I promessi sposi/Don Abbondio

don Abbondio
don Abbondio (a sinistra) con il cardinale Borromeo in un'illustrazione di Gonin del 1840
don Abbondio (a sinistra) con il cardinale Borromeo in un'illustrazione di Gonin del 1840
Nome don Abbondio
Sesso M
Occupazione curato

Indice del libro

Don Abbondio è il primo personaggio ad apparire nel romanzo. La sua figura è introdotta dal Manzoni tramite una descrizione focalizzatrice del paesaggio che lo circonda: la tranquillità del paesaggio che lo circonda, il modo in cui cammina, sono tutti simboli della sua vita tranquilla e del suo modo superficiale di vivere il ministero del sacerdozio.

Molto pacata, ma soprattutto dettata dalla paura (come viene indicato nel capitolo 2, egli non aveva certo un cuor di leone), è anche la reazione che ha Don Abbondio all'incontro con i bravi (gli "scagnozzi" a servizio dei signorotti locali) i quali senza mezzi termini gli raccomandano di non celebrare il matrimonio tra Renzo e Lucia con la celeberrima affermazione questo matrimonio non s'ha da fare, né domani, né mai.

Don Abbondio allora torna a casa impaurito, talmente condizionato dalle minacce dei bravi che, con astuzia e grazie all'uso di alcune frasi latine, lingua sconosciuta al povero Renzo, riesce a rimandare la celebrazione delle nozze, ma senza rivelarne il motivo, cosa questa che farà invece la sua donna di casa, Perpetua[1].
-------
* [Richieste]
**a)** Puoi riassumere in due frasi il brano su don Abbondio?
**b)** Puoi continuare il brano su don Abbondio a partire dalla sua ultima frase?
Le voci qui sotto non sono necessarie.

* [Informazioni estratte]
-------
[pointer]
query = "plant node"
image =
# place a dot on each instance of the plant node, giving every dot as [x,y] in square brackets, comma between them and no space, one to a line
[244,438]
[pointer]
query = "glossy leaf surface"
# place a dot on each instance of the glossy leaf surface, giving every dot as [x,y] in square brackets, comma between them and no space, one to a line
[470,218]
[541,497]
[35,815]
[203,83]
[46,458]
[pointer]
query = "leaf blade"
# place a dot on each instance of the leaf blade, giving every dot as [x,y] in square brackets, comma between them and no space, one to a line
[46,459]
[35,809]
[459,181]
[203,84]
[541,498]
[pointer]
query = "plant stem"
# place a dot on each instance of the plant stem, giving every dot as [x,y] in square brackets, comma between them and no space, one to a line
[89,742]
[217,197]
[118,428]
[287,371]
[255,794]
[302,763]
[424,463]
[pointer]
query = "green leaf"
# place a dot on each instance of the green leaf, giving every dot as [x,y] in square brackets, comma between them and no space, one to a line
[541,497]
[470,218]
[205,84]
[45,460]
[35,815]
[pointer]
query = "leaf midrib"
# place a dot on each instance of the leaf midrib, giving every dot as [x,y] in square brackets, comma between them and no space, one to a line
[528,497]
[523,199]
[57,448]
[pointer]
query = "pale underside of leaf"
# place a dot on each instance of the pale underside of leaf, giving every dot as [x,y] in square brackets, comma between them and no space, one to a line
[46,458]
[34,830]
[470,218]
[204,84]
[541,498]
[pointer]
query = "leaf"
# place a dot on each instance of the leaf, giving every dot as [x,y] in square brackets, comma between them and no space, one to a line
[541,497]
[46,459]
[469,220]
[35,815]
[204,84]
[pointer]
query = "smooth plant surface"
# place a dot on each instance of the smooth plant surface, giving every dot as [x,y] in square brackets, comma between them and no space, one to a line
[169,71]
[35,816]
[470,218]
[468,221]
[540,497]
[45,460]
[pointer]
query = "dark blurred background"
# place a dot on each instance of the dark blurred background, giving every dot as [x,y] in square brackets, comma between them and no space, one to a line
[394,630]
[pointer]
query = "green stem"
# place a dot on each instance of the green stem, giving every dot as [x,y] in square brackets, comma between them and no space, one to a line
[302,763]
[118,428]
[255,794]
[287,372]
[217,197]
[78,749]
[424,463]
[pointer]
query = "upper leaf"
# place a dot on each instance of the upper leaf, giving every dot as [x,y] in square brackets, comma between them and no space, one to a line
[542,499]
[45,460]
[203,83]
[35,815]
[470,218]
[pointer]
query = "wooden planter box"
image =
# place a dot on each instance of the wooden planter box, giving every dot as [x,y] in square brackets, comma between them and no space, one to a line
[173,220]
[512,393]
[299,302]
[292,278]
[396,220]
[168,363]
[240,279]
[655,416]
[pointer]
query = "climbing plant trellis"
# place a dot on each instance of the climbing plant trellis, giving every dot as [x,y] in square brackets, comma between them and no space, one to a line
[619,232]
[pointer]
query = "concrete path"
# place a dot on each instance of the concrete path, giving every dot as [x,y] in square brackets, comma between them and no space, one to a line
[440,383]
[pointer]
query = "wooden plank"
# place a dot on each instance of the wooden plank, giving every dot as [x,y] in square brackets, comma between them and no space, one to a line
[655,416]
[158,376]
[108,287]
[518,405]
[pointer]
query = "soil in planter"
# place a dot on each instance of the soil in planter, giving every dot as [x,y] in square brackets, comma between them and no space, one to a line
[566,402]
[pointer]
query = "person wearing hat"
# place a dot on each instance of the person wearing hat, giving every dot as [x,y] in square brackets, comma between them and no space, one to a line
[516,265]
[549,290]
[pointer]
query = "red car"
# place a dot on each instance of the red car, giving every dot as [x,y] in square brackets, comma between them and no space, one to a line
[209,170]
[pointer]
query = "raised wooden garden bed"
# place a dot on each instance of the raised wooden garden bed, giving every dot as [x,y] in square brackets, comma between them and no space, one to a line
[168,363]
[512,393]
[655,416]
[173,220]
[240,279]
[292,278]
-------
* [In risposta]
**a)** Don Abbondio è il primo personaggio del romanzo, e il Manzoni lo presenta attraverso il paesaggio tranquillo che lo circonda e il suo modo di camminare, simboli della sua vita tranquilla e del suo modo superficiale di vivere il sacerdozio. Dopo che i bravi gli hanno intimato di non celebrare il matrimonio tra Renzo e Lucia, torna a casa impaurito e, grazie ad alcune frasi latine che Renzo non capisce, riesce a rimandare le nozze senza rivelarne il motivo, che sarà invece Perpetua, la sua donna di casa, a svelare.

**b)**
« - Sapete voi quanti siano gl'impedimenti dirimenti? - Che vuol ch'io sappia d'impedimenti? - Error, conditio, votum, cognatio, crimen, Cultus disparitas, vis, ordo, ligamen, honestas, Si sis affinis,... - cominciava don Abbondio, contando sulla punta delle dita. - Si piglia gioco di me? - interruppe il giovine. - Che vuol ch'io faccia del suo latinorum[2]»
(Capitolo 2)

Ancora una volta il curato si mostra timoroso di uno scontro e fa leva sulle sue conoscenze di latino per poter sopraffare il giovane.

Una delle conseguenze di questa sua indole timida e paurosa è la reticenza: don Abbondio in più occasioni non ha il coraggio e la forza di completare o di esporre completamente i suoi pensieri.

Il curato dimostra in più passi del romanzo una sfiducia nei confronti delle autorità ecclesiastiche: ad esempio, nel primo capitolo rifiuta in maniera categorica l'ipotesi di chiedere l'aiuto al cardinale per risolvere la questione del matrimonio tra i due sposi.

Questi atteggiamenti sono dovuti soprattutto al suo modo di vivere il ministero sacerdotale, dettato dai motivi della sua scelta di vita: don Abbondio, come viene specificato nel capitolo 2, non si è fatto curato per motivazioni di fede, bensì perché a quei tempi il riunirsi in corporazioni era l'unico modo per i più deboli di non restare sopraffatti:

« Quindi era, in que' tempi, portata al massimo punto la tendenza degl'individui a tenersi collegati in classi, a formarne delle nuove, e a procurare ognuno la maggior potenza di quella a cui apparteneva »
(Capitolo 2)

Carneade, chi era costui?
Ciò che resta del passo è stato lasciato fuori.